Text excerpt:
Saturday, July 31, 2010

Delightful scientific romp...without costs (Books - Journey to the Centre of the Earth by Jules Verne)

I re-read Jules Verne's delightful scientific romp (for the first time since I was about 12 years old) in connection for a project at my lab. The connection between the book and my lab is a long story I won't get into, but I found myself drawn in all over again to the combination of curiosity about the facts that describe the actual we inhabit and a confection of suspense and adventure by the father of science fiction.

The story concerns a nineteenth-century German geologist and his naive nephew on a journey they try to make to the earth's core when they uncover an ancient cipher that gives them directions via the crater of an icelandic volcano (ring any bells?). Many of the details of the book are faithful to the mid-nineteenth century understanding that Verne's contemporary measurers and thinkers possessed. But there are also flights of sheer fancy that don't remotely conform to anything that could be possible. Progressing that far, I found that I was invested enough in the progress of the narrative to believe in them for the sake of the story.

Two things struck me about this fantasy. One was the preponderance not just facts we know and the hypotheses that flow from the knowledge naturally curious minds possess, but also the quality of thinking which we would term today "critical." For example:
"There is a positive pleasure even in feeling one's self getting into a denser atmosphere. Have you noticed the wonderful clearness of sound here?"

"Yes, indeed. A deaf man would soon get his hearing again."

"But this density will of course increase?"

"Yes, according to a somewhat indefinite law. It is true that the intensity of the weight will diminish in proportion as we descend. You know that it is on the surface that its action is most felt and at the centre of the globe objects have no longer any weight..."

"How shall we descend then?"

"Well, we must put stones in our pockets."

"I declare, uncle, you have an answer for everything."

I did not dare to go any father into the field of hypothesis, for I should have been sure to have stumbled on some impossibility, which would have made the professor start out again.

But it was quite evident that the air, under a pressure of possibly a thousand atmospheres, would pass at last into a solid state; and in that case, even supposing that our bodies might have held out, we should be forced to stop in spite of all the reasonings in the world.

But it was no use advancing this argument. My uncle would have met me with that everlasting Saknussemm, a precedent of not the slightest value, for even quoting the truth of the learned Icelander's narrative, this simple answer might be made to it: "In the sixteenth century neither barometers nor manometers were invented, consequently, how could Saknussemm know that he had reached the centre of the earth?"

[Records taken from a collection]
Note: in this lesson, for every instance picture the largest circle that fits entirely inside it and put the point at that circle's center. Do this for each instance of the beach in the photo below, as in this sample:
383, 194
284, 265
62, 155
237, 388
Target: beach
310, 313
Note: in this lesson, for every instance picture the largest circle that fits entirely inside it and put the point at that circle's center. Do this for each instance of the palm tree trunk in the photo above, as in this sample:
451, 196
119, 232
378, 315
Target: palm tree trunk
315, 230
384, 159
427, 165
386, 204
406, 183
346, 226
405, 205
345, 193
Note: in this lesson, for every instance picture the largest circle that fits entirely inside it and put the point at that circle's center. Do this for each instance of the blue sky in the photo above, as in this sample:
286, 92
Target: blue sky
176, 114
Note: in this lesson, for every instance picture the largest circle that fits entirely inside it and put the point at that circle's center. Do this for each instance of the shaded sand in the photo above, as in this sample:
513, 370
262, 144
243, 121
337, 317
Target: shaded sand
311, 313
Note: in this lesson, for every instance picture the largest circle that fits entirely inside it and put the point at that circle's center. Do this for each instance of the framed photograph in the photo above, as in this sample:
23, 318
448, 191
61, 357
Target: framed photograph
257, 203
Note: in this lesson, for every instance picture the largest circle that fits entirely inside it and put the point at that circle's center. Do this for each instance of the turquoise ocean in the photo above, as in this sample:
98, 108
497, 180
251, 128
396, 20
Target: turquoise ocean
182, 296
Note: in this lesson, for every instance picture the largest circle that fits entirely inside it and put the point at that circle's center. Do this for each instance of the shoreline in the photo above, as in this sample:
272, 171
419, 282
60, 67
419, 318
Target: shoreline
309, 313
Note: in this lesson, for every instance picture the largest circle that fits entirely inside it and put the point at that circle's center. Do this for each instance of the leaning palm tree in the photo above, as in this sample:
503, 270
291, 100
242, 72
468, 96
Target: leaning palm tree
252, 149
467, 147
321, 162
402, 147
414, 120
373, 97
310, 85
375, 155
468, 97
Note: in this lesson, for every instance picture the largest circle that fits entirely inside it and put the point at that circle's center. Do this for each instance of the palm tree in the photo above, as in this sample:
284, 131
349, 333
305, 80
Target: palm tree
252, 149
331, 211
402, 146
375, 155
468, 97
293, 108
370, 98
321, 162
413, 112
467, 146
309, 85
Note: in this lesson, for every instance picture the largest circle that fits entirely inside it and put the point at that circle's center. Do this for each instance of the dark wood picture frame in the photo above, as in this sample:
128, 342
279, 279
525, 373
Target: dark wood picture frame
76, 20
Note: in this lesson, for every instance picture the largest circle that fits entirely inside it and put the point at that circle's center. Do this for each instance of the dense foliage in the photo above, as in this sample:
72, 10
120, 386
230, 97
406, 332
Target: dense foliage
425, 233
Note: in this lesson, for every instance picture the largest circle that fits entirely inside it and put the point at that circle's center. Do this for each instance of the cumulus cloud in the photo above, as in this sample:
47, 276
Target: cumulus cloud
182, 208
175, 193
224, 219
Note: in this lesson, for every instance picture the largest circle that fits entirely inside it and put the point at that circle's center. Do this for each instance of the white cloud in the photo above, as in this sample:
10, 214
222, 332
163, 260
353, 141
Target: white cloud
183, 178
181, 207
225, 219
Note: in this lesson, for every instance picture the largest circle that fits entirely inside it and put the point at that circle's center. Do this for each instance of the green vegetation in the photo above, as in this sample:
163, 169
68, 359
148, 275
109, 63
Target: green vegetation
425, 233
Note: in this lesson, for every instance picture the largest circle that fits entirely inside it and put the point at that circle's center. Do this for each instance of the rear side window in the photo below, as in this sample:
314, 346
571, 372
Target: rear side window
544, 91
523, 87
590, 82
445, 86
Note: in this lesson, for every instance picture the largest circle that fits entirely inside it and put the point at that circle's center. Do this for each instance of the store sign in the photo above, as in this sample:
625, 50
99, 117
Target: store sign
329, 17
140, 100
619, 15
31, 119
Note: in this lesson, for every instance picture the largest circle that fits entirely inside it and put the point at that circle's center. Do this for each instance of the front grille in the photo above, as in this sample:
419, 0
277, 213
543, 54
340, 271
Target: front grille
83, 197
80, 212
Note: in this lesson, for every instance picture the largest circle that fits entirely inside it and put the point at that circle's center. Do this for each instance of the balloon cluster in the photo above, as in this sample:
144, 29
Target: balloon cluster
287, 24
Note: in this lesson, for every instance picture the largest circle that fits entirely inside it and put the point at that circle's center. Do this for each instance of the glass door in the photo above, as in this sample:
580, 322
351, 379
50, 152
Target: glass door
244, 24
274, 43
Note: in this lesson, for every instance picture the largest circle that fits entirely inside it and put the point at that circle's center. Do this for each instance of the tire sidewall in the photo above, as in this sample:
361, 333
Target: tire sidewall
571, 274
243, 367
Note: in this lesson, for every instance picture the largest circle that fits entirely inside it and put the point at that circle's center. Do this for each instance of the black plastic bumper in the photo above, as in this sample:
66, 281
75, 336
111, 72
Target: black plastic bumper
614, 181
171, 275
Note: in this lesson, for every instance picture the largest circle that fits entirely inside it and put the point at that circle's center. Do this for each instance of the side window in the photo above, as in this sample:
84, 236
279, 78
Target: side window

Required work:
1 – In the book review, who makes the journey toward the earth's core?
2 – Write out the part of the book review starting at "I did not dare" and ending at "in the world.".
The records have no connection to the book review.

Solved tasks:
1 – A nineteenth-century German geologist and his naive nephew.

2 –
I did not dare to go any father into the field of hypothesis, for I should have been sure to have stumbled on some impossibility, which would have made the professor start out again.

But it was quite evident that the air, under a pressure of possibly a thousand atmospheres, would pass at last into a solid state; and in that case, even supposing that our bodies might have held out, we should be forced to stop in spite of all the reasonings in the world.